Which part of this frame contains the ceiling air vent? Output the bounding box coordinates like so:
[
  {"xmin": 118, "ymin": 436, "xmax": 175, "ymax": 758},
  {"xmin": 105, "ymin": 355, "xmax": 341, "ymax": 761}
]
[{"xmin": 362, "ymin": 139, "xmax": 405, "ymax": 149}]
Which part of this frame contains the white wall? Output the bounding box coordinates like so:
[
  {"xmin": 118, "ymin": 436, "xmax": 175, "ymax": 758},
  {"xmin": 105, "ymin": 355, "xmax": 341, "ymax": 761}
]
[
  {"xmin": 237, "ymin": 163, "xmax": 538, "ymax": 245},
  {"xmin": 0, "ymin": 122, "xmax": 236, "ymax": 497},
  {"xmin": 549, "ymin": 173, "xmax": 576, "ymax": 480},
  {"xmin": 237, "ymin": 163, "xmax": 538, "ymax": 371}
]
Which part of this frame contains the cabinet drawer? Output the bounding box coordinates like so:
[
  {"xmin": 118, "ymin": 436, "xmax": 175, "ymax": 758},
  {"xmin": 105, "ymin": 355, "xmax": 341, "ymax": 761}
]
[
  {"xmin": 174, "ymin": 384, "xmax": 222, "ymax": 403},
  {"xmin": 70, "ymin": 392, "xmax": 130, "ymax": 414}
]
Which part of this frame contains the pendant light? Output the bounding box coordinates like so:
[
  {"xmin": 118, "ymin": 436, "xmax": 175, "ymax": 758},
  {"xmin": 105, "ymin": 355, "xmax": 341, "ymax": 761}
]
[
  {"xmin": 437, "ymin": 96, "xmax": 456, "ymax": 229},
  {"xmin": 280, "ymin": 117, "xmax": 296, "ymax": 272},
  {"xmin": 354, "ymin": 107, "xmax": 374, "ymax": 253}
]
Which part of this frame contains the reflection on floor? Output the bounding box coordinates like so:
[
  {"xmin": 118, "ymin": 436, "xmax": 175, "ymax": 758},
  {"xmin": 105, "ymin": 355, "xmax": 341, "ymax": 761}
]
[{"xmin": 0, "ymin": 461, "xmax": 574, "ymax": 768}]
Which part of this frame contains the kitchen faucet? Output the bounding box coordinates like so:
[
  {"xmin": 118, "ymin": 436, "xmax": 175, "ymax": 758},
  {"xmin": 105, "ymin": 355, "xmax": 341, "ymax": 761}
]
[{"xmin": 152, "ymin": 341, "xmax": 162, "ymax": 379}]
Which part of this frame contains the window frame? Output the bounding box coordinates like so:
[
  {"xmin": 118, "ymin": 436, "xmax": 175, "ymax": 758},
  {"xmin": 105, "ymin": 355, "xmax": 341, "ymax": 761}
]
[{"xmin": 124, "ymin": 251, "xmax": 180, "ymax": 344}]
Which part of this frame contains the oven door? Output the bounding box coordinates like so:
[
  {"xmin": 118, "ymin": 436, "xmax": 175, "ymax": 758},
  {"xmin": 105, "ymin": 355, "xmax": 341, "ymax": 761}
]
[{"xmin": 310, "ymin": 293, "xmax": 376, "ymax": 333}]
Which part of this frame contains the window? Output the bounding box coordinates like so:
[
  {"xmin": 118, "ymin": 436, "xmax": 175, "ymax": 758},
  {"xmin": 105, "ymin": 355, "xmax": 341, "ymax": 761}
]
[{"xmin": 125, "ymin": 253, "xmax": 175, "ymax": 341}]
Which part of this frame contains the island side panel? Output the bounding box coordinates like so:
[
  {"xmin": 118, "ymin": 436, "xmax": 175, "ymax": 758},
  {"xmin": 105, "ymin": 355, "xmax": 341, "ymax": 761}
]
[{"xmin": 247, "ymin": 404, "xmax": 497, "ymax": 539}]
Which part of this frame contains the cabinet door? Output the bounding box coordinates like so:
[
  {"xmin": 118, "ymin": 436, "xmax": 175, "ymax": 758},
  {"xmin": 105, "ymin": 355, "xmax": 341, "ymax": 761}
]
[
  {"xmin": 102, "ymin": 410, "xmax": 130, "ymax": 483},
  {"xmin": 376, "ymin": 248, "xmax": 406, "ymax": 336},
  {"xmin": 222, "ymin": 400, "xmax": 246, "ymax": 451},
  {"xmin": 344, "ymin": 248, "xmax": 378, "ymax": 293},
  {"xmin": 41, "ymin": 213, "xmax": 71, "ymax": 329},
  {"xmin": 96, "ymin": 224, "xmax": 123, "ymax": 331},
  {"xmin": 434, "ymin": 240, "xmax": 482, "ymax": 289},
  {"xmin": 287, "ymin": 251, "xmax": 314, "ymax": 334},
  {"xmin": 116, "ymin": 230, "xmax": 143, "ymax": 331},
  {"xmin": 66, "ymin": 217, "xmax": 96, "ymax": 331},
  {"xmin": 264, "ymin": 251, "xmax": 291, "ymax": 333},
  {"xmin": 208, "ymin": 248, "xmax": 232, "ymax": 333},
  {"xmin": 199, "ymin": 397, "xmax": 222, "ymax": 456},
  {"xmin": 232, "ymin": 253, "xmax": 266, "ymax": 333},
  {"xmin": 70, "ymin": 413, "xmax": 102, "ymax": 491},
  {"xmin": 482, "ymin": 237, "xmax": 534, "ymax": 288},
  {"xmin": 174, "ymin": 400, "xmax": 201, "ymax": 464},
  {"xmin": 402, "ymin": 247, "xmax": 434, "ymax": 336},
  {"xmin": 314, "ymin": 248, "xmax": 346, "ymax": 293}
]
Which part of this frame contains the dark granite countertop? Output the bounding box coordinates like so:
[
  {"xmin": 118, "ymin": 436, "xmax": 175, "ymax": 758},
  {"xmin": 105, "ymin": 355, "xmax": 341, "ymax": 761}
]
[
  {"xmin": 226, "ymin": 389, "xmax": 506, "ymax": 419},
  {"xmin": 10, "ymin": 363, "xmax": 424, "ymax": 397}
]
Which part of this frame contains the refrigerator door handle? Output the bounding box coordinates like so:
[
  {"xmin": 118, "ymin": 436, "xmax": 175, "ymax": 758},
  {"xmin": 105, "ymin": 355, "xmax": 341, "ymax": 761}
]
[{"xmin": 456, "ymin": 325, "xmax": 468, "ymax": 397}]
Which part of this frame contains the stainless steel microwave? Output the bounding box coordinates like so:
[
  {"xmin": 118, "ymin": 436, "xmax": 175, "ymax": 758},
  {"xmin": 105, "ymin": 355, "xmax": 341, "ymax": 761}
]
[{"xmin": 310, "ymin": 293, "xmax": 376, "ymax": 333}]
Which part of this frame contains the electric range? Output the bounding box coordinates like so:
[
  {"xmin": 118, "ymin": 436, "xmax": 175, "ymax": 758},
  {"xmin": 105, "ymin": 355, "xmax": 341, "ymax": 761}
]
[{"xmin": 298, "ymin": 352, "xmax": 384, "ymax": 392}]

▬▬▬

**TASK BRIEF:**
Rewrite all of the records above, swapping every "Output" for "Return" and leaving everything else unchanged.

**RESULT:**
Which part of this frame contains the ceiling air vent? Return the bounding box coordinates like so:
[
  {"xmin": 118, "ymin": 436, "xmax": 175, "ymax": 758},
  {"xmin": 105, "ymin": 355, "xmax": 341, "ymax": 761}
]
[{"xmin": 362, "ymin": 139, "xmax": 405, "ymax": 149}]
Which part of this frame contains the white wall? Return the bounding box coordinates like so:
[
  {"xmin": 118, "ymin": 436, "xmax": 175, "ymax": 758},
  {"xmin": 105, "ymin": 355, "xmax": 341, "ymax": 761}
]
[
  {"xmin": 237, "ymin": 163, "xmax": 538, "ymax": 245},
  {"xmin": 0, "ymin": 122, "xmax": 236, "ymax": 497},
  {"xmin": 549, "ymin": 173, "xmax": 576, "ymax": 480},
  {"xmin": 237, "ymin": 163, "xmax": 538, "ymax": 371}
]
Which part of this frame contains the cabinet drawer? Return the bounding box coordinates like so:
[
  {"xmin": 118, "ymin": 436, "xmax": 175, "ymax": 758},
  {"xmin": 105, "ymin": 355, "xmax": 341, "ymax": 761}
]
[
  {"xmin": 174, "ymin": 384, "xmax": 222, "ymax": 403},
  {"xmin": 70, "ymin": 392, "xmax": 130, "ymax": 414}
]
Which part of this frame contains the pendant light? Return the bounding box coordinates like so:
[
  {"xmin": 118, "ymin": 436, "xmax": 175, "ymax": 758},
  {"xmin": 105, "ymin": 355, "xmax": 341, "ymax": 761}
]
[
  {"xmin": 437, "ymin": 96, "xmax": 456, "ymax": 229},
  {"xmin": 280, "ymin": 117, "xmax": 296, "ymax": 272},
  {"xmin": 354, "ymin": 107, "xmax": 374, "ymax": 253}
]
Which part of this frame contains the reflection on floor? Return the bounding box coordinates like so:
[
  {"xmin": 118, "ymin": 436, "xmax": 175, "ymax": 758},
  {"xmin": 105, "ymin": 355, "xmax": 341, "ymax": 761}
]
[{"xmin": 0, "ymin": 461, "xmax": 574, "ymax": 768}]
Which part of this frame contains the kitchen faucet? Return the bounding box coordinates like so:
[
  {"xmin": 118, "ymin": 436, "xmax": 175, "ymax": 758},
  {"xmin": 105, "ymin": 355, "xmax": 341, "ymax": 761}
]
[{"xmin": 152, "ymin": 341, "xmax": 162, "ymax": 379}]
Which part of this frame contains the window frame? Return the bounding box coordinates like so:
[
  {"xmin": 118, "ymin": 436, "xmax": 175, "ymax": 758},
  {"xmin": 105, "ymin": 355, "xmax": 341, "ymax": 761}
]
[{"xmin": 124, "ymin": 251, "xmax": 180, "ymax": 344}]
Which part of this frame contains the oven door? Return the bounding box coordinates like so:
[
  {"xmin": 118, "ymin": 436, "xmax": 175, "ymax": 758},
  {"xmin": 105, "ymin": 355, "xmax": 341, "ymax": 761}
]
[{"xmin": 310, "ymin": 293, "xmax": 376, "ymax": 333}]
Which part of this frame contains the window? Return the bounding box coordinates like so:
[
  {"xmin": 118, "ymin": 436, "xmax": 175, "ymax": 758},
  {"xmin": 105, "ymin": 355, "xmax": 341, "ymax": 761}
]
[{"xmin": 125, "ymin": 253, "xmax": 175, "ymax": 341}]
Which part of this frame contains the island side panel? Return the bounding box coordinates like so:
[
  {"xmin": 118, "ymin": 436, "xmax": 175, "ymax": 758},
  {"xmin": 105, "ymin": 355, "xmax": 341, "ymax": 761}
]
[{"xmin": 247, "ymin": 404, "xmax": 497, "ymax": 539}]
Which part of this frame contains the cabinet door? Return the bounding box coordinates like so:
[
  {"xmin": 118, "ymin": 436, "xmax": 175, "ymax": 758},
  {"xmin": 105, "ymin": 355, "xmax": 341, "ymax": 761}
]
[
  {"xmin": 102, "ymin": 410, "xmax": 130, "ymax": 483},
  {"xmin": 376, "ymin": 248, "xmax": 406, "ymax": 336},
  {"xmin": 222, "ymin": 400, "xmax": 246, "ymax": 451},
  {"xmin": 344, "ymin": 248, "xmax": 378, "ymax": 293},
  {"xmin": 41, "ymin": 213, "xmax": 71, "ymax": 329},
  {"xmin": 96, "ymin": 224, "xmax": 123, "ymax": 331},
  {"xmin": 434, "ymin": 240, "xmax": 482, "ymax": 289},
  {"xmin": 287, "ymin": 251, "xmax": 314, "ymax": 334},
  {"xmin": 116, "ymin": 230, "xmax": 143, "ymax": 331},
  {"xmin": 66, "ymin": 217, "xmax": 96, "ymax": 331},
  {"xmin": 264, "ymin": 251, "xmax": 291, "ymax": 333},
  {"xmin": 208, "ymin": 248, "xmax": 232, "ymax": 333},
  {"xmin": 199, "ymin": 397, "xmax": 222, "ymax": 456},
  {"xmin": 232, "ymin": 253, "xmax": 266, "ymax": 333},
  {"xmin": 70, "ymin": 413, "xmax": 102, "ymax": 491},
  {"xmin": 482, "ymin": 237, "xmax": 534, "ymax": 288},
  {"xmin": 174, "ymin": 400, "xmax": 201, "ymax": 464},
  {"xmin": 402, "ymin": 247, "xmax": 434, "ymax": 336},
  {"xmin": 314, "ymin": 248, "xmax": 346, "ymax": 293}
]
Which part of this frame contains the dark granite countertop? Return the bounding box coordinates like so:
[
  {"xmin": 118, "ymin": 436, "xmax": 175, "ymax": 758},
  {"xmin": 105, "ymin": 355, "xmax": 341, "ymax": 761}
]
[
  {"xmin": 226, "ymin": 389, "xmax": 506, "ymax": 419},
  {"xmin": 10, "ymin": 363, "xmax": 424, "ymax": 397}
]
Which part of this frame contains the refrigerator door handle? Return the bounding box coordinates like so:
[
  {"xmin": 118, "ymin": 436, "xmax": 175, "ymax": 758},
  {"xmin": 105, "ymin": 355, "xmax": 341, "ymax": 761}
]
[{"xmin": 456, "ymin": 325, "xmax": 468, "ymax": 397}]
Which part of this frame contains the stainless steel microwave? Return the bounding box coordinates like so:
[
  {"xmin": 118, "ymin": 436, "xmax": 175, "ymax": 758},
  {"xmin": 105, "ymin": 355, "xmax": 341, "ymax": 761}
]
[{"xmin": 310, "ymin": 293, "xmax": 376, "ymax": 333}]
Which part of this frame contains the electric range? Return the bounding box coordinates like so:
[
  {"xmin": 118, "ymin": 436, "xmax": 175, "ymax": 758},
  {"xmin": 105, "ymin": 355, "xmax": 341, "ymax": 761}
]
[{"xmin": 298, "ymin": 352, "xmax": 384, "ymax": 392}]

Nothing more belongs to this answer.